## Selected excerpt
┌──

My apologies, then, Alison; apparently I missed the part you had written
[which you give again below]. It's neither dull nor uninformative.
I still fail to see why mentioning a cannibal is racist, though. The quote
qualifies, I suppose, mildly, as what we used to call a 'sick' joke----but
'racist'? Huh? What am I missing?
Judy
2008/10/7 Alison Croggon <[log in to unmask]>
> On Wed, Oct 8, 2008 at 12:48 AM, Judy Prince
> <[log in to unmask]> wrote:
>
> > And further, If folks disagree with Fred's opinion, let them go ahead and
> > give theirs rather than 'red herring' us with 'isms'. If their opinion
> is
> > given as artfully as Fred has given his, then I'm sure it will receive
> due
> > attention.

└──

## Information shown
┌──

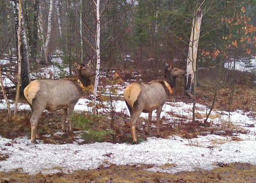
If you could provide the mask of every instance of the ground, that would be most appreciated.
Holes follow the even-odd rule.
[[[204,82],[205,83],[205,82]],[[182,101],[185,102],[191,102],[190,99],[182,96],[178,88],[174,92],[178,94],[172,98],[172,101]],[[219,91],[220,96],[215,103],[215,107],[220,110],[236,109],[243,110],[246,112],[251,111],[251,115],[255,116],[255,103],[253,86],[245,87],[238,83],[235,86],[235,91],[231,93],[232,86],[227,86]],[[197,102],[202,104],[211,104],[213,98],[212,88],[206,89],[204,86],[198,89]],[[179,93],[180,92],[180,93]],[[233,95],[233,102],[229,105],[229,96]],[[230,97],[229,97],[230,98]],[[23,101],[24,102],[24,101]],[[223,104],[225,104],[225,105]],[[210,106],[210,105],[209,105]],[[43,137],[44,143],[56,144],[72,143],[76,140],[74,134],[59,134],[60,131],[61,114],[60,111],[44,112],[39,119],[38,128],[41,135],[48,135],[47,137]],[[28,111],[20,111],[18,113],[18,118],[13,123],[7,122],[7,112],[0,110],[0,135],[8,138],[14,138],[19,136],[30,136],[30,126],[29,119],[30,113]],[[199,114],[196,114],[200,115]],[[85,114],[83,115],[90,115]],[[94,126],[95,130],[100,129],[106,125],[109,126],[111,115],[108,114],[108,118],[103,120],[101,123]],[[111,143],[132,143],[131,129],[129,124],[129,117],[122,113],[115,114],[115,134],[109,135],[103,141]],[[183,117],[184,119],[186,117]],[[53,119],[54,122],[53,122]],[[162,119],[164,122],[165,119]],[[145,134],[146,124],[142,123],[145,119],[138,120],[137,127],[138,135],[140,140],[143,140],[147,137],[155,136],[156,128],[154,127],[156,121],[153,121],[149,136]],[[75,131],[81,130],[82,127],[75,127]],[[210,123],[196,121],[195,122],[187,122],[182,121],[178,125],[170,123],[161,125],[162,138],[166,138],[170,135],[175,134],[185,138],[196,137],[198,135],[205,134],[216,134],[221,136],[231,136],[234,132],[246,133],[241,128],[229,128],[223,130],[222,127],[216,126],[212,128]],[[50,135],[50,136],[49,136]],[[234,139],[234,140],[239,139]],[[5,154],[0,152],[1,161],[9,158]],[[175,164],[167,164],[165,166],[173,167]],[[111,164],[109,167],[99,167],[97,169],[81,170],[72,174],[65,174],[61,170],[54,174],[37,174],[30,175],[21,173],[19,170],[14,172],[0,172],[1,182],[256,182],[256,166],[247,163],[232,163],[219,164],[219,167],[212,170],[196,170],[193,172],[182,172],[176,174],[168,174],[161,172],[152,172],[145,170],[145,167],[150,166],[144,164],[137,164],[134,166],[117,166]],[[148,167],[149,168],[149,167]]]
[[[172,166],[172,165],[170,165]],[[256,166],[246,163],[221,164],[212,170],[197,170],[175,174],[144,170],[147,165],[100,167],[73,174],[61,171],[54,174],[29,175],[15,172],[0,172],[1,182],[255,182]]]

└──

## Stated exercise A
Decide whether each statement agrees with the email reply about the cannibal joke: (i) Judy finds the part Alison had written dull. (ii) Judy regards the quote as a mild 'sick' joke. (iii) The quoted lines at the end were written by Judy Prince. Answer yes or no for each, quoting the words of the email that settle it.
## Stated exercise B
Carry on the email reply about the cannibal joke from the point where it stops.
Nothing in the listing is needed here.

## Expected answer A
(i) No: "It's neither dull nor uninformative."
(ii) Yes: "The quote qualifies, I suppose, mildly, as what we used to call a 'sick' joke"
(iii) Yes: "On Wed, Oct 8, 2008 at 12:48 AM, Judy Prince"

## Expected answer B
> >
> I did, and without a whisper of ism anywhere. For the record, this is
> what I wrote, re the Larkin'Lauterbach comparison:
>
> It's a poem about the processes of
> perception and being, and certainly not written without feeling. I've
> read better poems along these lines, attempting to honestly delineate
> the complex ephemerality of a moment - Ashbery comes to mind and even
> more, Rilke - but I hardly think it's "really really really terrible",
> nor does it strike me as that breathy kind of fake poetic Frederick
> claims it demonstrates. It strikes me that while Lauterbach's poem is
> about entering the specifics of a moment (eternity perhaps in
> Spinoza's sense, ie some kind of immanence), Larkin's is about
> transcendence, the absorption into a sublime whole. Totally different
> poetic consciousnesses. Not sure that it's useful to use one to bash
> the other.
>
> Perhaps it was a dull and uninformative post, but it did, at least,
> talk about the poem.
>
> > Still further, and for Alison, the cannibal and ventilator quotes that
> > Kasper contributed are neither racist nor sexist---though perhaps
> > animalist---and they're hilarious.
> >
> Shorn of its context, which might perhaps be mitigating, the cannibal
> quote is most certainly racist, if being racist is a term meaning
> expressive of a racist attitude. It's the kind of thing I used to hear
> from my mother's associates who campaigned for Apartheid. If it's
> funny (I can't see how) that doesn't exclude it being racist.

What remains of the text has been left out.